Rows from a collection
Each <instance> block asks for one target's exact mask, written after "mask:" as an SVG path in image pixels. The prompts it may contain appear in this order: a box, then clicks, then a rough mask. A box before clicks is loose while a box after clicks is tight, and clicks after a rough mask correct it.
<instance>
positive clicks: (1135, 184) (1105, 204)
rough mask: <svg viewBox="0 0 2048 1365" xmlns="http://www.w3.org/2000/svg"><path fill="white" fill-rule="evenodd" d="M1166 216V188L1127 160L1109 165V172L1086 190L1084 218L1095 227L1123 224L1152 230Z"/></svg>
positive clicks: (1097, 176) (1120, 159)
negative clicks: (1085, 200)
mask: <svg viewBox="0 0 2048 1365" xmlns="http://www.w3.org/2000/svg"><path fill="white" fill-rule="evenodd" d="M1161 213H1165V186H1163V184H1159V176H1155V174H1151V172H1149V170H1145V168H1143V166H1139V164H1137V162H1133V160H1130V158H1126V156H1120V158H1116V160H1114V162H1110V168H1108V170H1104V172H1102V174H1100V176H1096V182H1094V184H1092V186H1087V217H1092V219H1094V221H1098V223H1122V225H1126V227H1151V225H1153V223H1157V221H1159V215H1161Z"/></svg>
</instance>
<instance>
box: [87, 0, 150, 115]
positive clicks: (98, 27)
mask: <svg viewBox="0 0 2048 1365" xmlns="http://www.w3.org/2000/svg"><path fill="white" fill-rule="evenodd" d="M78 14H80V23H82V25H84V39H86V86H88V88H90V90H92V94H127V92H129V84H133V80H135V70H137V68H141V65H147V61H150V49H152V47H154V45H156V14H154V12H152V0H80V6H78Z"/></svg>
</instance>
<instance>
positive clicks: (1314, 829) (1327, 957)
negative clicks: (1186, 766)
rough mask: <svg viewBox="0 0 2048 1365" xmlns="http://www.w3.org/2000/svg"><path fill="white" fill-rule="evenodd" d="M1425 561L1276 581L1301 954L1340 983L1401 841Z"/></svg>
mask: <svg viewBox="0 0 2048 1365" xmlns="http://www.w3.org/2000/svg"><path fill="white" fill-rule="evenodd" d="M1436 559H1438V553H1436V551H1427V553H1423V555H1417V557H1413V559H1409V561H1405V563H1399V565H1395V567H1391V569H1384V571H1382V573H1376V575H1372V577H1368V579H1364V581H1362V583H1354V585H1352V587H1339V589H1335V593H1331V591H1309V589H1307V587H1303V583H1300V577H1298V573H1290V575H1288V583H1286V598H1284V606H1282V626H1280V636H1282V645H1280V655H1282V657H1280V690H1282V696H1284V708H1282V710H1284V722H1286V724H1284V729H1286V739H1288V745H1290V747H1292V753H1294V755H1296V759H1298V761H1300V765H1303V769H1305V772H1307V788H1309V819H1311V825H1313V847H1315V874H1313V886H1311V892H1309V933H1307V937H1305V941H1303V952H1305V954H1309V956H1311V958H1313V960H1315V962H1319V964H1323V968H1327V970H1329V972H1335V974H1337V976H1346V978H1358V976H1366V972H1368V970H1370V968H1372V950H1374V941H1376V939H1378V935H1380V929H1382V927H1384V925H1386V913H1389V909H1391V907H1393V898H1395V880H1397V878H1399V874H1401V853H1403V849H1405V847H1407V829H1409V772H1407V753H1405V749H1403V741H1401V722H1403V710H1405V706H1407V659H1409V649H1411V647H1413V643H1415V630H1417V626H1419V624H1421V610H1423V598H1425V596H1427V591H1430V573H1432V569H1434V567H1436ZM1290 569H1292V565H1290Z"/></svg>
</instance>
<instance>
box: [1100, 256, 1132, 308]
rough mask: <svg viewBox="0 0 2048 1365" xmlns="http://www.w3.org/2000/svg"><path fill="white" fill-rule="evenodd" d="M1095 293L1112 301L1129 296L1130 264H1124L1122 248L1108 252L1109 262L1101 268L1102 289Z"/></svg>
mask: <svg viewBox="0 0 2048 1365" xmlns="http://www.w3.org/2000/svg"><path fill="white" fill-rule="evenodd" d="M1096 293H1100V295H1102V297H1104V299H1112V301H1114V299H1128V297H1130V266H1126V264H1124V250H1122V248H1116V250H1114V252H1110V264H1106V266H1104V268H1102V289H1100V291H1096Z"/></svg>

** WHAT TO WORK ON **
Pick out every line of the rows above that contains the string "clicks", and copy each one in full.

** RESPONSE FOR THIS EXERCISE **
Each <instance> block asks for one target's exact mask, written after "mask:" as an SVG path in image pixels. The prompts it may contain appear in this order: a box, then clicks, then a rough mask. A box before clicks is loose while a box after clicks is tight, and clicks after a rough mask correct it.
positive clicks: (1135, 184) (1105, 204)
positive clicks: (1097, 176) (1120, 159)
negative clicks: (1085, 200)
positive clicks: (98, 27)
positive clicks: (1314, 829) (1327, 957)
negative clicks: (1186, 766)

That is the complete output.